_What to produce_
Below are the entries to work from; restate word for word the portion that opens with the line containing "[mark] the concrete sidewalk" and closes with the line containing "Target: lamp post", keeping both.

_Provided information_
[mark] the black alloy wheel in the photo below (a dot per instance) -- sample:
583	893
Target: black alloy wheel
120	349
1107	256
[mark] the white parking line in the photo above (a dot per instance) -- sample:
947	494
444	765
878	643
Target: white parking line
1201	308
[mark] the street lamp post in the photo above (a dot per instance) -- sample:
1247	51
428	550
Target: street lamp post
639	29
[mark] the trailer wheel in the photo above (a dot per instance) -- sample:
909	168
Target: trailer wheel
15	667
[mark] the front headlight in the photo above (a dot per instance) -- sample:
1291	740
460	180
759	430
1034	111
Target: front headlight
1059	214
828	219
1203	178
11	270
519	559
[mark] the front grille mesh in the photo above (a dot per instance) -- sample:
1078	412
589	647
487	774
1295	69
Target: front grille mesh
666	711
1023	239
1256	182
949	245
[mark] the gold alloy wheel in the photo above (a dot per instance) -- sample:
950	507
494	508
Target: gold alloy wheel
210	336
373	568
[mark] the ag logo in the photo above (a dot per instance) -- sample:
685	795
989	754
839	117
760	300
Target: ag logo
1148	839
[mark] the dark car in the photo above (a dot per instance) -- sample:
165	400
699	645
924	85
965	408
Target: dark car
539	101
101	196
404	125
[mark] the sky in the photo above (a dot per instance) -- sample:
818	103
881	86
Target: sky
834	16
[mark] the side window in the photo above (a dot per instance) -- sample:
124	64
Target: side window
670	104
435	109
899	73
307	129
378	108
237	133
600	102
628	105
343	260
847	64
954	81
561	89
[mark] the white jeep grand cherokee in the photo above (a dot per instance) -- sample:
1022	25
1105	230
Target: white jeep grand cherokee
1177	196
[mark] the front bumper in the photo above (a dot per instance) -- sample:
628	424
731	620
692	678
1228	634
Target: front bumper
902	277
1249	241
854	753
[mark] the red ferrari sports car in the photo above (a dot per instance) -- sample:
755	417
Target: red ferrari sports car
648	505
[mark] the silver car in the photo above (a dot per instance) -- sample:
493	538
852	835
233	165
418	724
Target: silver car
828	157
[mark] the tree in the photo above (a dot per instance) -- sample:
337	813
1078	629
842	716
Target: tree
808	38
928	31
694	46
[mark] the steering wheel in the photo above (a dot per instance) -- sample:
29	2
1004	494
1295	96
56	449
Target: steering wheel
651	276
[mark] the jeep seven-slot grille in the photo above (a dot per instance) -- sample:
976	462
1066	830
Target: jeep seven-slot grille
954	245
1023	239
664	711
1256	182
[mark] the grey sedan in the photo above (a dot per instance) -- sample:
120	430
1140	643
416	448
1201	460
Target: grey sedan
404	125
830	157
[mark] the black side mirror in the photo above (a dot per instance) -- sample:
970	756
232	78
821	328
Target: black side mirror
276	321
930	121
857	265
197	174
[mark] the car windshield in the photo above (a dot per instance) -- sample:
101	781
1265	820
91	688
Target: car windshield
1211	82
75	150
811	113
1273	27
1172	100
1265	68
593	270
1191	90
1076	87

* * *

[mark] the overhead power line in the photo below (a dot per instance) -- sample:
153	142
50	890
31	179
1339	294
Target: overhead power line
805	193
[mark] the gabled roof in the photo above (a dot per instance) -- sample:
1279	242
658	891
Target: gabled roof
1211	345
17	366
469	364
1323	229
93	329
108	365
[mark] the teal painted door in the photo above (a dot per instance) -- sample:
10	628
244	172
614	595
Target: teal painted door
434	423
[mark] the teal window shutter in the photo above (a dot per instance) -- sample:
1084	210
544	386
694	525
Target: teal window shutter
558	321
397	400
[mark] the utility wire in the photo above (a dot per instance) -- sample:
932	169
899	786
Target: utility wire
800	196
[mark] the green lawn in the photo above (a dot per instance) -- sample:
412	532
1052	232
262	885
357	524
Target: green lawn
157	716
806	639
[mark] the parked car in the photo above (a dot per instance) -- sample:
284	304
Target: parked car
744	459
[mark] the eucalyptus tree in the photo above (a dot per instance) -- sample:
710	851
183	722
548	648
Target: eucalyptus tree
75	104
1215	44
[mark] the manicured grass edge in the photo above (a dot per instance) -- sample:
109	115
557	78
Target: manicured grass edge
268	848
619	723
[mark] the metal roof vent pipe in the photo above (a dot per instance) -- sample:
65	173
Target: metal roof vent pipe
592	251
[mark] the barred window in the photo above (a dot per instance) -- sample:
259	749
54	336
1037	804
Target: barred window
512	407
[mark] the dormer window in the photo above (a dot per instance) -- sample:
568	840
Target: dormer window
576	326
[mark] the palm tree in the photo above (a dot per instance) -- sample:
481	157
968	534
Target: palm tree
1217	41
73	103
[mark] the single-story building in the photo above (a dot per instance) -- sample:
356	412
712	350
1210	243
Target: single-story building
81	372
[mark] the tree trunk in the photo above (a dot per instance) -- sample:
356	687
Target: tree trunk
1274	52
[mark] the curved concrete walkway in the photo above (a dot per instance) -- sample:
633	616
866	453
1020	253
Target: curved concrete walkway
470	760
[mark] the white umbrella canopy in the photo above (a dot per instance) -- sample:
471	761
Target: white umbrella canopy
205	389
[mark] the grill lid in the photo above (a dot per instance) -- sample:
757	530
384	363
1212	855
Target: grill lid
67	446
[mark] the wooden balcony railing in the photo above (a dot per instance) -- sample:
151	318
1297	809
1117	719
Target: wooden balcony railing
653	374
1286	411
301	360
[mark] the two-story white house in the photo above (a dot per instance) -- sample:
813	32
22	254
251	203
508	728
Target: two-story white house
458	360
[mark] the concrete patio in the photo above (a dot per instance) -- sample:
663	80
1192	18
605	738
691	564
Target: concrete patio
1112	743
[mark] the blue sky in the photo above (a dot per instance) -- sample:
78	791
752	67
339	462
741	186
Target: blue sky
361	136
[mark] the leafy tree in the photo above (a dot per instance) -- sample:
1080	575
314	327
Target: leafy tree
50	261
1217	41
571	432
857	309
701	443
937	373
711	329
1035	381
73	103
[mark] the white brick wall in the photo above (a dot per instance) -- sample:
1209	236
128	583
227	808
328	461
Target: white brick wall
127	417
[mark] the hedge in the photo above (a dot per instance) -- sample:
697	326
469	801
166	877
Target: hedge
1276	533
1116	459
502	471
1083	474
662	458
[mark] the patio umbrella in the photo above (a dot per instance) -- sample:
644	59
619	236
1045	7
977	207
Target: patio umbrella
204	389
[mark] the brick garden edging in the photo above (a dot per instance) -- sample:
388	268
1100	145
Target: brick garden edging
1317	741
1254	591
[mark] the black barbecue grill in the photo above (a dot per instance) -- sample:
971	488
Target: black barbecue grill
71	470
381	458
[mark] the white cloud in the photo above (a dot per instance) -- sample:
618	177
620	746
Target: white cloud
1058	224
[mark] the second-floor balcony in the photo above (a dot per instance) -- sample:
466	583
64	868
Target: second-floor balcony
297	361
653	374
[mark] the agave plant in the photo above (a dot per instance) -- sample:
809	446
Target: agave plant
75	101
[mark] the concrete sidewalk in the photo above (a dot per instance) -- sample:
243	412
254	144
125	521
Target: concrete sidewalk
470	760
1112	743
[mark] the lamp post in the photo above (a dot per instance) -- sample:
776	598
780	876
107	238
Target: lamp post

_Task result_
[mark] the concrete sidewalk in the photo above (a dot per instance) -- sample:
243	412
254	144
125	521
Target: concrete sidewalk
470	760
1112	743
[mark] the lamp post in the photo above (a dot per instance) -- sample:
776	598
780	876
107	238
Target: lamp post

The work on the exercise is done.